**WHAT YOU SHOULD DO:** Write out the entries again. Match each one exactly.

(WORKING DATA Opens)

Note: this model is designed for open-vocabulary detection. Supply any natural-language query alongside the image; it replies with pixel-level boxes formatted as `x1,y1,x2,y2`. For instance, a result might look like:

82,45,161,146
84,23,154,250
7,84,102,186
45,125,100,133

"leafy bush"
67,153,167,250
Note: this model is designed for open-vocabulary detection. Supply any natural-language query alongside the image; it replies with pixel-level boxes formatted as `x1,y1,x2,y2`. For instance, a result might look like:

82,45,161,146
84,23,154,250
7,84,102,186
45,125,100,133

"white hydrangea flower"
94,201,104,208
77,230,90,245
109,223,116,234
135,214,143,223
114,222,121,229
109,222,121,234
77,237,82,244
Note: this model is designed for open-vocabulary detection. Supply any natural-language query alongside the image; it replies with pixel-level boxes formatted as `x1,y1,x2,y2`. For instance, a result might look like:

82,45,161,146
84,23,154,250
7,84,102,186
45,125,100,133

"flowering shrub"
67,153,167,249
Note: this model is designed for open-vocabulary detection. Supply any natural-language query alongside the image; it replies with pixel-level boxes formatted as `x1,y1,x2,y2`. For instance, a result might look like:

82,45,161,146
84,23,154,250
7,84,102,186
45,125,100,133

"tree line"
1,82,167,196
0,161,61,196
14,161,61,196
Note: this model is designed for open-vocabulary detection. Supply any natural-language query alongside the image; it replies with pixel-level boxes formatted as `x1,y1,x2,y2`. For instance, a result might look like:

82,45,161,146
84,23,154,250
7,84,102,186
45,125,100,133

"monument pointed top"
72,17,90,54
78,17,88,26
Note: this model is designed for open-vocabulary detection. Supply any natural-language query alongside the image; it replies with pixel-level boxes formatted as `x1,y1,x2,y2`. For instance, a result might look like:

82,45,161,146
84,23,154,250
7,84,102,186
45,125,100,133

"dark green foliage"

(WORKING DATA Closes)

**RESPONSE AREA:**
Note: this model is designed for open-vocabulary detection. Supply any natural-language query alongside the image; it replies with pixel-level boxes formatted as `x1,y1,x2,y2`. For instance, a result might look like:

82,45,161,146
84,23,154,250
7,84,102,186
45,125,100,133

"leafy bush"
67,153,167,250
Note: this model is designed for open-vocabulary detection. Supply any natural-language query alongside the image; it replies with pixel-level boxes formatted as `x1,y1,x2,y2`. For instance, a result might look like:

82,45,161,146
84,23,154,250
7,84,102,186
45,125,100,133

"white hydrangea flower"
94,201,104,208
77,230,90,245
109,223,116,234
135,214,143,223
114,222,121,229
109,222,121,234
77,237,82,244
Note: this model is designed for open-vocabulary detection. Supply any natural-language query alongside the image; it replies with pixel-level boxes formatted as `x1,y1,x2,y2`. For instance, a result might look like:

82,45,161,146
84,23,154,250
7,84,102,186
45,125,100,133

"flowering shrub"
67,153,167,249
Note: this model is designed for open-vocabulary detection. Supply any natural-language query alongside the image; it replies with pixel-level boxes formatted as `x1,y1,x2,y2`. For instance, a result might look like:

82,45,161,146
84,23,154,250
7,84,102,186
45,125,100,133

"tree line"
1,82,167,196
0,161,61,196
14,161,61,196
Note: this model is designed for open-vocabulary detection. Supply any natural-language query alongside the image; it replies with pixel-level boxes formatted as `x1,y1,x2,y2`. For instance, a result might look like:

82,45,161,146
84,23,154,250
7,84,102,186
45,125,100,133

"monument pointed top"
72,17,90,54
78,17,88,26
Note: this model is designed for open-vocabulary detection. Supply any natural-language query alongside the image; it replies with pixel-level boxes formatted as `x1,y1,x2,y2`. For instance, a result might look like:

82,45,161,146
84,23,154,250
7,84,102,186
45,125,100,133

"dark green foliage"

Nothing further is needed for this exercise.